(DIRECTIONS FOR THIS TASK): In the listing below, find each line with the string "vegetation" and return it.

(SUPPLIED MATERIAL):
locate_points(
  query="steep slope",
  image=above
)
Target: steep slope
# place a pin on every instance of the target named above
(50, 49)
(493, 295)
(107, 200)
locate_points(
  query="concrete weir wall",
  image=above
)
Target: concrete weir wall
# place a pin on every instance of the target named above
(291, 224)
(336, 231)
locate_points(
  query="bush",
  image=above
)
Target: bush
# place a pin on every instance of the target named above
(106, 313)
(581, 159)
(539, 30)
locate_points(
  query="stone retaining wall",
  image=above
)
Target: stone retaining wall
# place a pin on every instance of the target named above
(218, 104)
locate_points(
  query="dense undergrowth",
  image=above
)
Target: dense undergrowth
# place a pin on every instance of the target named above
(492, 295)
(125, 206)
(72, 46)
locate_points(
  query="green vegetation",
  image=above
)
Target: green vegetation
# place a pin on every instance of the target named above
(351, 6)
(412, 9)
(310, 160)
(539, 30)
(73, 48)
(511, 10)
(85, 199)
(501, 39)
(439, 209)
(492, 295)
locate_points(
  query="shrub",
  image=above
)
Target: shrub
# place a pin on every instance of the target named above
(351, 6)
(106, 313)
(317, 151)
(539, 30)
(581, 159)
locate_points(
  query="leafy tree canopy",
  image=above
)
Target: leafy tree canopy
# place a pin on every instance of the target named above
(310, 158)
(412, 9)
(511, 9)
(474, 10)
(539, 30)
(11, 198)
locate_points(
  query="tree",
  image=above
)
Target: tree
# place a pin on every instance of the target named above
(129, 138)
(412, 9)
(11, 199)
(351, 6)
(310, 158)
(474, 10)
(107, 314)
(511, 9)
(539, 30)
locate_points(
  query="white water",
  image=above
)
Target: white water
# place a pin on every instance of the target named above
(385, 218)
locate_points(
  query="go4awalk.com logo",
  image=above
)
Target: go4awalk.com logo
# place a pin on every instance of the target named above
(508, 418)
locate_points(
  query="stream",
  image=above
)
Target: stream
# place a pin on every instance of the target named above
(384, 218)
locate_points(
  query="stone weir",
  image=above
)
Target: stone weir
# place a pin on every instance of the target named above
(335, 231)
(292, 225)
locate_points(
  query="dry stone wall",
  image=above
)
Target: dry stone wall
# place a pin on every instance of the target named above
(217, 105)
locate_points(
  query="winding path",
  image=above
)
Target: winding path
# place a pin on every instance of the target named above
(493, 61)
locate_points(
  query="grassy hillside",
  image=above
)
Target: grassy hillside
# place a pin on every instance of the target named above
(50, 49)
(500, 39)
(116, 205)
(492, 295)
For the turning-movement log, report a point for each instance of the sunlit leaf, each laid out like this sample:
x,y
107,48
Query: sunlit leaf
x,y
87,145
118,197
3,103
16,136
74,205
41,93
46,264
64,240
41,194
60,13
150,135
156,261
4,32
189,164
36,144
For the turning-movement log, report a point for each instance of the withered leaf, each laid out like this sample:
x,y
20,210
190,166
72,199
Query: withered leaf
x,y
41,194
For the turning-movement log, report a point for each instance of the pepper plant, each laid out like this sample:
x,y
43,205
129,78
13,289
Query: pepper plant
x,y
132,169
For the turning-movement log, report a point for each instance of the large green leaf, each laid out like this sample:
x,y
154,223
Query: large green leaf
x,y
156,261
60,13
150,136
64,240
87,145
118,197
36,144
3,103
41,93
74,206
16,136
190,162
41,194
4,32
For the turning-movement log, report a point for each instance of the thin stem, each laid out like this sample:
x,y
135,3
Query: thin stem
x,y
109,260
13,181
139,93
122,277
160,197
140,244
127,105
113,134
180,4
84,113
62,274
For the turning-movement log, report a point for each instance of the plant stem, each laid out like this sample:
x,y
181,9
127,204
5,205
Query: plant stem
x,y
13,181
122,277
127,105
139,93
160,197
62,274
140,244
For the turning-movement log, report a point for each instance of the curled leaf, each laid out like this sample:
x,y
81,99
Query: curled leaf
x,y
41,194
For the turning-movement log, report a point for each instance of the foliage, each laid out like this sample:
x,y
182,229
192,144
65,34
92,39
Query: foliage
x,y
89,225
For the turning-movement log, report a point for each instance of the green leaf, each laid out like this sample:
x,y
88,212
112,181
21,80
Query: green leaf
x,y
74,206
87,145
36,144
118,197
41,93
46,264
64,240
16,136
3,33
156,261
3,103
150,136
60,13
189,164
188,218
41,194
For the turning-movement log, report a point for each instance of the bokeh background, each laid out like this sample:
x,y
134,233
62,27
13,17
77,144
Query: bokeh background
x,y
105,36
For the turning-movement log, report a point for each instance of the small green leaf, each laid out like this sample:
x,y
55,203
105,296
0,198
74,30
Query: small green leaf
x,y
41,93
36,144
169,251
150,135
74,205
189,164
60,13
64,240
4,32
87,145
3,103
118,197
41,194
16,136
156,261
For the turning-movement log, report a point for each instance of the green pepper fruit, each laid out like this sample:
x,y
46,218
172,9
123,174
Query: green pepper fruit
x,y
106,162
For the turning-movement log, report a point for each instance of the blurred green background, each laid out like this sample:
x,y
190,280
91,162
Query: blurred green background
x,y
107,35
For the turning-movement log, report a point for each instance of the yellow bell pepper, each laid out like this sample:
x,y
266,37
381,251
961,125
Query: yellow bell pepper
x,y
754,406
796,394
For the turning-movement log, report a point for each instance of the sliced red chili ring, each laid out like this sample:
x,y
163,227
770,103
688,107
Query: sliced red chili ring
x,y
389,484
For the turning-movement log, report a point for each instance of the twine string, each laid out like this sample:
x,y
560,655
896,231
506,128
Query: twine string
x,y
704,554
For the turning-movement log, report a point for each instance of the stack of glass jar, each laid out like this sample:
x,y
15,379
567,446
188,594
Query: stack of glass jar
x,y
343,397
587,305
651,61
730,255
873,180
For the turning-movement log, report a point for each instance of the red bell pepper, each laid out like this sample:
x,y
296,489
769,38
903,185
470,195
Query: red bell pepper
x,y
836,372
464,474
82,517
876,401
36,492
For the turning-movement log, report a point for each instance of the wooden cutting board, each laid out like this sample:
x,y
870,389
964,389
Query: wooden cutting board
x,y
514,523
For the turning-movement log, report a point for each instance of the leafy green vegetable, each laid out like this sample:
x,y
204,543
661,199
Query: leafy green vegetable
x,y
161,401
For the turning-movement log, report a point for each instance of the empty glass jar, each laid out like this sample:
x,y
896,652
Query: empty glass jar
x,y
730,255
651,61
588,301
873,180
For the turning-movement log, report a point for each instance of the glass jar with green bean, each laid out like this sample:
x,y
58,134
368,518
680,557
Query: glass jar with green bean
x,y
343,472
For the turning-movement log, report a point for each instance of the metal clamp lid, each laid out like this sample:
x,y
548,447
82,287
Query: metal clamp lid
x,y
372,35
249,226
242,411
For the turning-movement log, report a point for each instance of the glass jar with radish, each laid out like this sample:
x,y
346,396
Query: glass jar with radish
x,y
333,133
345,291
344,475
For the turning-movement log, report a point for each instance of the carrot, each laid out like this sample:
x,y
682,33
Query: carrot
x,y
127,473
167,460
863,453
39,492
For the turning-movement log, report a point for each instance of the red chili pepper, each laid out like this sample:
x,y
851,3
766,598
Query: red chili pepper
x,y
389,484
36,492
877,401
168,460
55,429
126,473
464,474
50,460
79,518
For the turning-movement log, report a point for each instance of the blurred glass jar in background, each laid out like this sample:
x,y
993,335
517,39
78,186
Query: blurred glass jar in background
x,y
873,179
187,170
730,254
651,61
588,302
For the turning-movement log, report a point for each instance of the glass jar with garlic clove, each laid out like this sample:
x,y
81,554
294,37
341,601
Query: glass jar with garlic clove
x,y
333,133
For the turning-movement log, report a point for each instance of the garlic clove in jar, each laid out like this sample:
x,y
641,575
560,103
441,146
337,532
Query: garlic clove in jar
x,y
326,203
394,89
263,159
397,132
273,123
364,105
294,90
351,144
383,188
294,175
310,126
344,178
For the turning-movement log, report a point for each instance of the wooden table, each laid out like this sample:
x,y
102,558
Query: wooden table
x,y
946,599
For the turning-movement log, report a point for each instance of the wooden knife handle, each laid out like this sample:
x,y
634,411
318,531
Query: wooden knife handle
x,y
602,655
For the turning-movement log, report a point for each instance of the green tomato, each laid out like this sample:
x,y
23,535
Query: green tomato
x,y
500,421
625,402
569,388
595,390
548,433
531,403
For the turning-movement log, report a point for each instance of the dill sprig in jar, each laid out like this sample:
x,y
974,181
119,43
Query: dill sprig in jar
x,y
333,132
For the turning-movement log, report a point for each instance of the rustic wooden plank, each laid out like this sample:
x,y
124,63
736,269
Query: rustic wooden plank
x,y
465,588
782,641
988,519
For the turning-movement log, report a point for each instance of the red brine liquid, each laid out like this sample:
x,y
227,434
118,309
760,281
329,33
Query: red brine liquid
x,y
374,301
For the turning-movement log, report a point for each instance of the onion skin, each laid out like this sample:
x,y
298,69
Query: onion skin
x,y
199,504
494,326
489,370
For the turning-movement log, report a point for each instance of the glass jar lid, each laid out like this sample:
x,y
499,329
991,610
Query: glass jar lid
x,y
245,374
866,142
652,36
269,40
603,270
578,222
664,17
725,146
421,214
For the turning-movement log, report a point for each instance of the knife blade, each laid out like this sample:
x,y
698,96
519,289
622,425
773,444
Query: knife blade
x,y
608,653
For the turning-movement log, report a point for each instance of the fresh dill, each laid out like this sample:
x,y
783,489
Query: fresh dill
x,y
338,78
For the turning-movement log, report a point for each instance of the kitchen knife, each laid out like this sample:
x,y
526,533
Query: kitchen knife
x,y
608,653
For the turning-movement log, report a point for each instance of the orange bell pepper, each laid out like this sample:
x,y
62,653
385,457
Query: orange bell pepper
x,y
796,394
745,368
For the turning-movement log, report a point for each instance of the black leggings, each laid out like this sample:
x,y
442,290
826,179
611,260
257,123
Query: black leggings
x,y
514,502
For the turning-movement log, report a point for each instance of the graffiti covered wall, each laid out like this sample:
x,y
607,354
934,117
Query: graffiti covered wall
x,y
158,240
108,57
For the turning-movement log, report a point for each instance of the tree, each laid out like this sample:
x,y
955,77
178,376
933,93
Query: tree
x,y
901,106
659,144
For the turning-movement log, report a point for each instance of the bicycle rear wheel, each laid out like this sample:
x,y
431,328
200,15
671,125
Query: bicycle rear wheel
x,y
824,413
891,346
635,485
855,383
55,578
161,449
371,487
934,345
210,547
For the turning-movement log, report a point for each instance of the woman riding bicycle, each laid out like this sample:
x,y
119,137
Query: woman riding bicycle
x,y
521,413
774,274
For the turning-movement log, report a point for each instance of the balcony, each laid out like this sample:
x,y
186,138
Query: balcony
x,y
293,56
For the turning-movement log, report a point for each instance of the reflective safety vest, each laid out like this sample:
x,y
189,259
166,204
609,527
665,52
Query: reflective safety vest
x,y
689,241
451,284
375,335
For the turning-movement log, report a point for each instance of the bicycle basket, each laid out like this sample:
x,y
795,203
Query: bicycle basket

(ANSWER BOX):
  query="green vegetation",
Target: green vegetation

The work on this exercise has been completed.